About this exercise:
Reproduce all the entries beneath this sentence exactly.
○ ○ ○ ○ ○ ○ ○
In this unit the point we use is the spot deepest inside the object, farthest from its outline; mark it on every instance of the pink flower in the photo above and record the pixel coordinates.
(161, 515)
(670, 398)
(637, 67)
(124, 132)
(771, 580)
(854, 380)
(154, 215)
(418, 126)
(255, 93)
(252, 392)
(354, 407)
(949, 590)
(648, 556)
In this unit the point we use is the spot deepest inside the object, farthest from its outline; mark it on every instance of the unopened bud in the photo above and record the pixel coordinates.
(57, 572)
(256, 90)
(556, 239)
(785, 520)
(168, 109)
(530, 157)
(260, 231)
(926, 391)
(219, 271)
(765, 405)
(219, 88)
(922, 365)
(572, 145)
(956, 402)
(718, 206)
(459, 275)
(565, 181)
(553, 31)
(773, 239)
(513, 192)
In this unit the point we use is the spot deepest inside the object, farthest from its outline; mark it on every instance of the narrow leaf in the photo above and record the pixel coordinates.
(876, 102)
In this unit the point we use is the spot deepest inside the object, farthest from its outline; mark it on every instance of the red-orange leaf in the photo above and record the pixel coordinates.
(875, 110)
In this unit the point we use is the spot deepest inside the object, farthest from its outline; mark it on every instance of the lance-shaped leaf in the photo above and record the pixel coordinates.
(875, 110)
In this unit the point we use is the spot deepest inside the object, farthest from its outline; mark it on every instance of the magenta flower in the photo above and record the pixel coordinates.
○ ○ ○ ○ ○ ○ ○
Solved problem:
In this unit the point we use is the spot deepest inside the object, farthest from its outline; mark it on every instance of the pink flower in the photo above and record the pixel coordinates.
(161, 515)
(670, 398)
(637, 67)
(124, 132)
(771, 580)
(854, 380)
(154, 215)
(418, 126)
(255, 93)
(252, 392)
(354, 407)
(949, 590)
(648, 556)
In this unit the point we use is the spot deepest inside the object, farthest from its outline; mark it on every instance of the unopened bud in the photo above and record the pixel coordinates.
(57, 572)
(256, 90)
(556, 239)
(785, 520)
(168, 109)
(530, 157)
(260, 231)
(926, 391)
(219, 271)
(765, 405)
(219, 88)
(922, 365)
(572, 145)
(956, 402)
(718, 206)
(459, 275)
(565, 181)
(553, 31)
(773, 239)
(513, 192)
In this unit the point we use is the spot deepest inside the object, farthest from its outline; mark it on every instance of the narrow leaf in the photo above and record the pixel coordinates.
(876, 102)
In this unit the point we use is the spot deepest inside the object, farthest from its outline; mark it on every instance of the red-orange leaf in the photo above and record the pixel coordinates.
(875, 110)
In this unit the point we use is the spot deepest inside the object, farthest from its outline; mark it on every instance of the lance-shaped leaf in the photo above and record the pixel coordinates.
(875, 110)
In this unit the point we use is the spot deepest inside the object, farthest from its outline; mark it on every instance of the magenta flower in the photo above and record the pixel coordinates.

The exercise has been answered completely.